**How to complete this task:** The lines to reproduce run from the one containing "Request = tag one keypoint per instance of the dark water" to the end of the listing. Reproduce them exactly, both ends included, and nothing else.
------------------------------------------------------------------------
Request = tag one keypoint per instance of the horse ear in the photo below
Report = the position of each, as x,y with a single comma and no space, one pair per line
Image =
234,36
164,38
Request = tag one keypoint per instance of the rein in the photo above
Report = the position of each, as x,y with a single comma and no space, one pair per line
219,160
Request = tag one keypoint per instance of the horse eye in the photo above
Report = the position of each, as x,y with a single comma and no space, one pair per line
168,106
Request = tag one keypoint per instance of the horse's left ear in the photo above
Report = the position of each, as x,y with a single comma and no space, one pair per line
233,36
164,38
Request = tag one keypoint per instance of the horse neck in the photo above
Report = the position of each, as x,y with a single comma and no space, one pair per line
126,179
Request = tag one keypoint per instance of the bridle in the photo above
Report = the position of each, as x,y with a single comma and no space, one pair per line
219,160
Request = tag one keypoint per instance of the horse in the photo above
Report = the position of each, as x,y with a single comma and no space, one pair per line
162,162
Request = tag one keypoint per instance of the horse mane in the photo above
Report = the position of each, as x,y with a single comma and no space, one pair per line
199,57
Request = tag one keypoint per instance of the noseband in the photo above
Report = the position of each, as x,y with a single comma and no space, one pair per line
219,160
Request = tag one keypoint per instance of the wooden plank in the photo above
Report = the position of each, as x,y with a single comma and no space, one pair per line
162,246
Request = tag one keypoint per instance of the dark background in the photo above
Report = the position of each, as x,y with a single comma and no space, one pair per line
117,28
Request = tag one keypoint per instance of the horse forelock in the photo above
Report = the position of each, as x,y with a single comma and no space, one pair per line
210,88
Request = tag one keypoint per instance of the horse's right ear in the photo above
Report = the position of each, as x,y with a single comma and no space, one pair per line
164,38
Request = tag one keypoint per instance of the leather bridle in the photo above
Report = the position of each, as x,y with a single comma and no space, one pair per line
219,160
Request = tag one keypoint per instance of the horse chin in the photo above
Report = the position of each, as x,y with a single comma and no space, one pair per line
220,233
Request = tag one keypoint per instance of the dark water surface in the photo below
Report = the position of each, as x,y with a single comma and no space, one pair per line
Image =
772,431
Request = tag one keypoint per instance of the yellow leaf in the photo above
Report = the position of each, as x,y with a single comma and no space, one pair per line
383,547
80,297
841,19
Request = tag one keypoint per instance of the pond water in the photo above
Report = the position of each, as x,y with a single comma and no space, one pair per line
------------------------------------------------------------------------
**Solution to the exercise:**
Request = tag one keypoint per instance of the dark water surface in the photo below
Report = the position of each, as x,y with a single comma and no space, one pair per line
Image =
772,431
Request = tag one keypoint per instance of the yellow leaf in the photo above
Report = the position of each, as x,y with a single comma and no space, one pair per line
383,547
80,297
841,19
Request = tag one keypoint per instance of the pond water in the photo above
Report = the position of each, as x,y with a single comma and no space, one pair per line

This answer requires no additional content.